++++ Provided records

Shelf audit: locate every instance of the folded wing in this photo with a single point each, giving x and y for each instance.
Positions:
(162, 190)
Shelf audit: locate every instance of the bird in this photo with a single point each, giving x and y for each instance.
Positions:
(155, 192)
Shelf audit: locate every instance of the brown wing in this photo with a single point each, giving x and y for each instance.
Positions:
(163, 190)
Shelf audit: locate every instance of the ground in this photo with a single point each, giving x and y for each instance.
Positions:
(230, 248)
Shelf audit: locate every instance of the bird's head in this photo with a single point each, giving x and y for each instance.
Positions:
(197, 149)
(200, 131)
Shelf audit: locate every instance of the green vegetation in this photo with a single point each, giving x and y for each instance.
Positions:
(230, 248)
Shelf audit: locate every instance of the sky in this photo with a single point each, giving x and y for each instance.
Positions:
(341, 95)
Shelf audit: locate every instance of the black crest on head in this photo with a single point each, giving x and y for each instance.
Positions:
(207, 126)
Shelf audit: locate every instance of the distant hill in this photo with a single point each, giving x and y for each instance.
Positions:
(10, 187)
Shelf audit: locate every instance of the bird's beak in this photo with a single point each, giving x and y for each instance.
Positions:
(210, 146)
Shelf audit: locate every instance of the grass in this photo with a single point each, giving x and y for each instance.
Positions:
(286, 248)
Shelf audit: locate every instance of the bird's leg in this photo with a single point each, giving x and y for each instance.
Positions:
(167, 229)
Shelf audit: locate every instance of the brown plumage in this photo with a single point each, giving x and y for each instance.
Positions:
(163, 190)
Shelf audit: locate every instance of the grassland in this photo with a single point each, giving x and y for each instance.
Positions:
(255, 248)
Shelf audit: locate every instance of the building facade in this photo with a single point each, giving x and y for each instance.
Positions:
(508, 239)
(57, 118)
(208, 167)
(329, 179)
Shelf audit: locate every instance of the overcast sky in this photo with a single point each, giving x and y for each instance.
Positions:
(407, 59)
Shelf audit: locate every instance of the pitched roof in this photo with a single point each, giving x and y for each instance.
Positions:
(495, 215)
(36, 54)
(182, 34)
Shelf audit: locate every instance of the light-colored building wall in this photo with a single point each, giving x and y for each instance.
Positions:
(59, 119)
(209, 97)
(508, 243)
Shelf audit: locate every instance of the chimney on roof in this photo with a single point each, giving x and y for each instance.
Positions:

++++++++

Using the records above, count the lines containing "building". Give no words besides the number.

2